• [Data supplied]

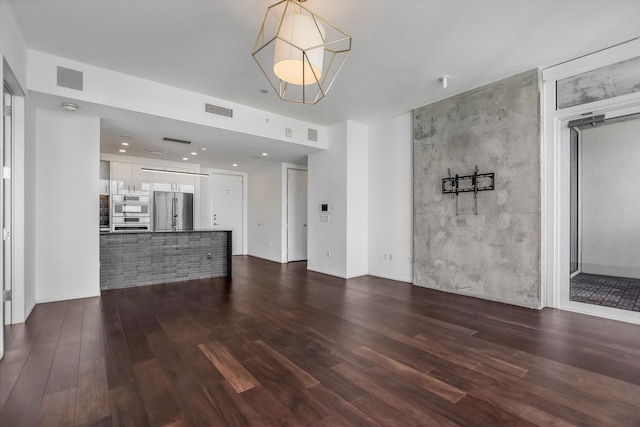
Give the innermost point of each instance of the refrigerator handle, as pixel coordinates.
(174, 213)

---

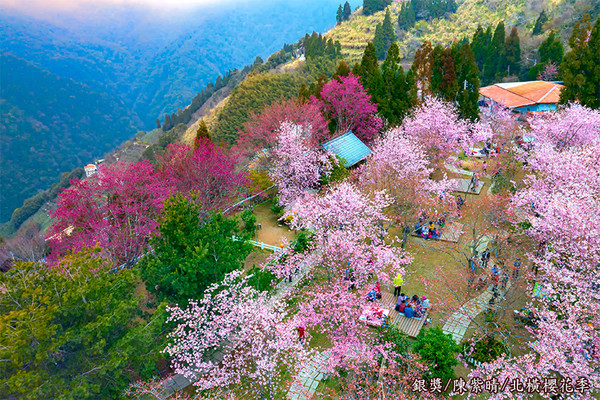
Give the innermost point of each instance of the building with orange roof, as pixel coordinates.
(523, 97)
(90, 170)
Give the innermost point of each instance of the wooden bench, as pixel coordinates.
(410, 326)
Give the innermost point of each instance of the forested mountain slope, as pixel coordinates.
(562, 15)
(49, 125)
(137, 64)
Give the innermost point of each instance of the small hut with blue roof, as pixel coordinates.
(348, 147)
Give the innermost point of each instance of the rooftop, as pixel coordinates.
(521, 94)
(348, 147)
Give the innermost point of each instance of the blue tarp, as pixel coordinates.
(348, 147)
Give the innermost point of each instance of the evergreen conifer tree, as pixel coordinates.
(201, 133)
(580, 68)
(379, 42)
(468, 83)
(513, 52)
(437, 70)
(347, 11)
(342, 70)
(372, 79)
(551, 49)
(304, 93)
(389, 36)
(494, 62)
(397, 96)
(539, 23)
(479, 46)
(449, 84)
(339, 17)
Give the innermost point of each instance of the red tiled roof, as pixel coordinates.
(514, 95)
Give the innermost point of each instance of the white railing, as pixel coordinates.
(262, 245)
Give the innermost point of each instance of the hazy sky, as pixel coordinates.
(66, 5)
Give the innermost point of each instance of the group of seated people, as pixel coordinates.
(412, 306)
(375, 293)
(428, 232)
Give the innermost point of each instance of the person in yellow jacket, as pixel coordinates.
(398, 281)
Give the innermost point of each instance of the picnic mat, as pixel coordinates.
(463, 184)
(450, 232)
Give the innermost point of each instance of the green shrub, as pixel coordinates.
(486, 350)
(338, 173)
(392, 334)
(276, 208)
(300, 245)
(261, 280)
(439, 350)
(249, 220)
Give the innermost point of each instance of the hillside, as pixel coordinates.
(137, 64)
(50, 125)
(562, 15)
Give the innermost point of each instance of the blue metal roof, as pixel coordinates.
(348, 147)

• [Work to complete]
Copy out each line above that contains the word "blue". Case counts.

• [Solution for this task]
Give the innermost point of each instance of the small hut with blue roof, as pixel coordinates.
Give the innermost point of each instance of the blue tarp, as pixel coordinates.
Give the innermost point of each instance of the blue metal roof, as pixel coordinates.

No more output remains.